## RECORD LIST
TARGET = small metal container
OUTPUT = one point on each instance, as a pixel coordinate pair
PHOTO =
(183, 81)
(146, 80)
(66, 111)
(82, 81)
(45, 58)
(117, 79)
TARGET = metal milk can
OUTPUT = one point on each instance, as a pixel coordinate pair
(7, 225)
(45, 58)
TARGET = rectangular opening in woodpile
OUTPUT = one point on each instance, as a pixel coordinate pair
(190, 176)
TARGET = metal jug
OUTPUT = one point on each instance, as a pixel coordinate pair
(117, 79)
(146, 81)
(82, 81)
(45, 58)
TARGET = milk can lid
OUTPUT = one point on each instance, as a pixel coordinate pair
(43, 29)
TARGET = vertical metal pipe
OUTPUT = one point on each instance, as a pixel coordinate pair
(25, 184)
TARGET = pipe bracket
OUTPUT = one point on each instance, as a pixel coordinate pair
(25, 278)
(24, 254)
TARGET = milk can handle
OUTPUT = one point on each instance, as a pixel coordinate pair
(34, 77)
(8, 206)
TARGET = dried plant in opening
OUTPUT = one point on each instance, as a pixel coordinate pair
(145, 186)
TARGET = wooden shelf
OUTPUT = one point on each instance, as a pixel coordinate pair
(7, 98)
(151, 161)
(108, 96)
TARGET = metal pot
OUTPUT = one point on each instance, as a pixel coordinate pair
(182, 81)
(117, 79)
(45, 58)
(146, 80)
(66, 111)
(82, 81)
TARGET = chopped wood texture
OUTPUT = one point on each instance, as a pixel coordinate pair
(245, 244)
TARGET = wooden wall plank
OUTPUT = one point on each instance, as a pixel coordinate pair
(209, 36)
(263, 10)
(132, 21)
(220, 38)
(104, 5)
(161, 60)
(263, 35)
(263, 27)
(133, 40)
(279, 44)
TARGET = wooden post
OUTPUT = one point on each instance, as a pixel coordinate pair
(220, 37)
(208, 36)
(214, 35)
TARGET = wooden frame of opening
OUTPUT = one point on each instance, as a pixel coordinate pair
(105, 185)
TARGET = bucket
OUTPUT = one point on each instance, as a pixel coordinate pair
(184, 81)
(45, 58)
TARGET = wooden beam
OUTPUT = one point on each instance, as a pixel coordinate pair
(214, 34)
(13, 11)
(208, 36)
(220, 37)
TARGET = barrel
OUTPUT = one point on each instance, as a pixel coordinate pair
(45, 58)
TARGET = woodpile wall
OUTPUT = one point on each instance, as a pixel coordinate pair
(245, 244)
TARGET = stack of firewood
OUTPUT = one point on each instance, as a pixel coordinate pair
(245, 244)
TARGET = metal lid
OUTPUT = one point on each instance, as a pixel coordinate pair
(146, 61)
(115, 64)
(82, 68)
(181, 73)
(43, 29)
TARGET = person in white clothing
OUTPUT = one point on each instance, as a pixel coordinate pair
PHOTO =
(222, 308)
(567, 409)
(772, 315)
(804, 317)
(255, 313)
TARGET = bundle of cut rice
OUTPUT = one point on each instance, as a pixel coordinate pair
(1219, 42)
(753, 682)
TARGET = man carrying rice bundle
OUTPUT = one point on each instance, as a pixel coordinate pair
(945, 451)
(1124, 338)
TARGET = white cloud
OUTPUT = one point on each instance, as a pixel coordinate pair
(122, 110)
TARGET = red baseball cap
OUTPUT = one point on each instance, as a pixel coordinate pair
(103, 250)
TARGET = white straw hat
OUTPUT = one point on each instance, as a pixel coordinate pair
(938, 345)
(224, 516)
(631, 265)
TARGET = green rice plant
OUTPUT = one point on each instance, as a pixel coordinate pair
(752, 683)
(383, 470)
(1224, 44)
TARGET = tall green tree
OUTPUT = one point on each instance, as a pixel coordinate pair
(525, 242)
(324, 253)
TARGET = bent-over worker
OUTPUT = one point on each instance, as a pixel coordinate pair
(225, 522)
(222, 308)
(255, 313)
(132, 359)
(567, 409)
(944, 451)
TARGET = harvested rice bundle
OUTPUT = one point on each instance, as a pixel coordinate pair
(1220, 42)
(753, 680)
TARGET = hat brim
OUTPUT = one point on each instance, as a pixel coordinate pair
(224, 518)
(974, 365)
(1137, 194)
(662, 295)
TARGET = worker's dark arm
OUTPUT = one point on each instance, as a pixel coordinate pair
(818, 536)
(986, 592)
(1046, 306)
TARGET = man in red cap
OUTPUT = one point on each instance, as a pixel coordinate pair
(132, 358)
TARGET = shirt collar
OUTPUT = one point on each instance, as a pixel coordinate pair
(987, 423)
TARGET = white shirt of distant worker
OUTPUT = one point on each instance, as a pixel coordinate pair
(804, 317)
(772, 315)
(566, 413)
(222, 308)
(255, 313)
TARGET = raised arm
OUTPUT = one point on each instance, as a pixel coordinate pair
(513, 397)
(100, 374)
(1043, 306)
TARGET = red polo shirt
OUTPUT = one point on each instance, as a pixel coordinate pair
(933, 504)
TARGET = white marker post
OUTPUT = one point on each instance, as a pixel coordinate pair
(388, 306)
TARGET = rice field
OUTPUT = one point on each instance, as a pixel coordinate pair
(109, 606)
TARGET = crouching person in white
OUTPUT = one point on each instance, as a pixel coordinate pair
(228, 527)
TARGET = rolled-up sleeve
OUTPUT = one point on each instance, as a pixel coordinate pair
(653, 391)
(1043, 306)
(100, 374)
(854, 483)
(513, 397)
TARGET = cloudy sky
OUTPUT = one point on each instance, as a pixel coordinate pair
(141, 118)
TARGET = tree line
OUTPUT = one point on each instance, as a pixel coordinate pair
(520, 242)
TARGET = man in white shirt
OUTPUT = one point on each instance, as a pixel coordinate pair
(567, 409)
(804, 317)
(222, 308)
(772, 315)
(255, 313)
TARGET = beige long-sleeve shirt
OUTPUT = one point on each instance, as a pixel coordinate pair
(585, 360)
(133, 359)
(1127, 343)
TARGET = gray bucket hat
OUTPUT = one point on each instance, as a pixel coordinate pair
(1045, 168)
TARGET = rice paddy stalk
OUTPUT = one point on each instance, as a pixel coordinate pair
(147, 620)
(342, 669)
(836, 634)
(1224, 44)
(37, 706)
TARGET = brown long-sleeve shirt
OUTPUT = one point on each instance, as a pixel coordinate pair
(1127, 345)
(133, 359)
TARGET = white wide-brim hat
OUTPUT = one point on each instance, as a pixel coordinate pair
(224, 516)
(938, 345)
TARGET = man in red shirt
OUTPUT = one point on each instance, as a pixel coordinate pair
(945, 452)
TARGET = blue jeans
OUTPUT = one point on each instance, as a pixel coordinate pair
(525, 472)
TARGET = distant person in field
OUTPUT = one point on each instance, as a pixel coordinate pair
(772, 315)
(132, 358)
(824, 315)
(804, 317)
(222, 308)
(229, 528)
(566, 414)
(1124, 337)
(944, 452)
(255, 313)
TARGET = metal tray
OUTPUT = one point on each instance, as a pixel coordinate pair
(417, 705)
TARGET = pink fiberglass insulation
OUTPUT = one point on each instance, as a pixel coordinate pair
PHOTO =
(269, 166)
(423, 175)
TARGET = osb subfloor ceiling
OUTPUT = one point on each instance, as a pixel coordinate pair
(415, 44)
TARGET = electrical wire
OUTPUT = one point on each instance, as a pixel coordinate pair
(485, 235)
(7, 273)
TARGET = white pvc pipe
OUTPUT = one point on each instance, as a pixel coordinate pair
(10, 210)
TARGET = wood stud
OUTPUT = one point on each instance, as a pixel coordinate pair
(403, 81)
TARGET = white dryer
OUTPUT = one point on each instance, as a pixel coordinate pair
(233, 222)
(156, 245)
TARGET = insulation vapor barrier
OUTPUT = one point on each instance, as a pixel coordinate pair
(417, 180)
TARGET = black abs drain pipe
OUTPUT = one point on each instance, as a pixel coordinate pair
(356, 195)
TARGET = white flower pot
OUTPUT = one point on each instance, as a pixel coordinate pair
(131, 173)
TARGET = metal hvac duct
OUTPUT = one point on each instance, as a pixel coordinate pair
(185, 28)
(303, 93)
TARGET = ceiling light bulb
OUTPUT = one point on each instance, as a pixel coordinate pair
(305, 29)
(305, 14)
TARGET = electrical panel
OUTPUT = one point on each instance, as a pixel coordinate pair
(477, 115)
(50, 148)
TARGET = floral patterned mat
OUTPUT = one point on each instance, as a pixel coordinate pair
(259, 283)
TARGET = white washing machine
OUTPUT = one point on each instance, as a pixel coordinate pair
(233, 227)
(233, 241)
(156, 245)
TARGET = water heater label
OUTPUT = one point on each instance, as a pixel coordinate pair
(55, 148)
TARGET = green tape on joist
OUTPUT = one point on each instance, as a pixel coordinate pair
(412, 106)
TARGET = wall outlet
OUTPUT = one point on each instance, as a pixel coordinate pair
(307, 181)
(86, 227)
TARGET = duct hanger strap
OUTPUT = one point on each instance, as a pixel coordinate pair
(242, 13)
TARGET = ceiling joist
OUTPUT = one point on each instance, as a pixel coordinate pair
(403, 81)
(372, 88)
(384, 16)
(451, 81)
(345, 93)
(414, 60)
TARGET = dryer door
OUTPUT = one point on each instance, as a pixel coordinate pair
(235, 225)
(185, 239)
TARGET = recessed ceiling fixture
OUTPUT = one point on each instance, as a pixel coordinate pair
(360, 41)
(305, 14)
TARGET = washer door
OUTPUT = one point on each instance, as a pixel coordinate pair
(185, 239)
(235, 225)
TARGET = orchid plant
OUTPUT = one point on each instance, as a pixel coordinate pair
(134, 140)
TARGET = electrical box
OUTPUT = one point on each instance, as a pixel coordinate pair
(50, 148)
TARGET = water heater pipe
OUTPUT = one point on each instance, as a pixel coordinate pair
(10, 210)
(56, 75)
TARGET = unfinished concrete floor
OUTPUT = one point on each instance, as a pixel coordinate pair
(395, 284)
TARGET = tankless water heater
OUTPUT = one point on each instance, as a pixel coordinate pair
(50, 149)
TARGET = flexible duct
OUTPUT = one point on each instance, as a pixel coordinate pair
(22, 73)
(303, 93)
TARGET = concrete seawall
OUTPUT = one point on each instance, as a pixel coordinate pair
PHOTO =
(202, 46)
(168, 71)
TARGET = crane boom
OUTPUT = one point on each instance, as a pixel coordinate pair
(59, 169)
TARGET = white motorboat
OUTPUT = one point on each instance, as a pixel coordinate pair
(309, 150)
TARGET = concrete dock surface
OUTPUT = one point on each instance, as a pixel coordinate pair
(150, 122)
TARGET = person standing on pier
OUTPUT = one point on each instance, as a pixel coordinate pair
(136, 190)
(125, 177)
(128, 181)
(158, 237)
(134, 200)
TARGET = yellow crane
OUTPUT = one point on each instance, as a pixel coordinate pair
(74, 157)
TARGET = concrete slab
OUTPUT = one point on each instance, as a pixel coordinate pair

## WHAT IS REQUIRED
Copy word for word the lines from the one containing "TARGET = concrete slab" up to and including the last line of the records.

## EXPECTED ANSWER
TARGET = concrete slab
OUTPUT = one point on each instance, as a pixel coordinate pair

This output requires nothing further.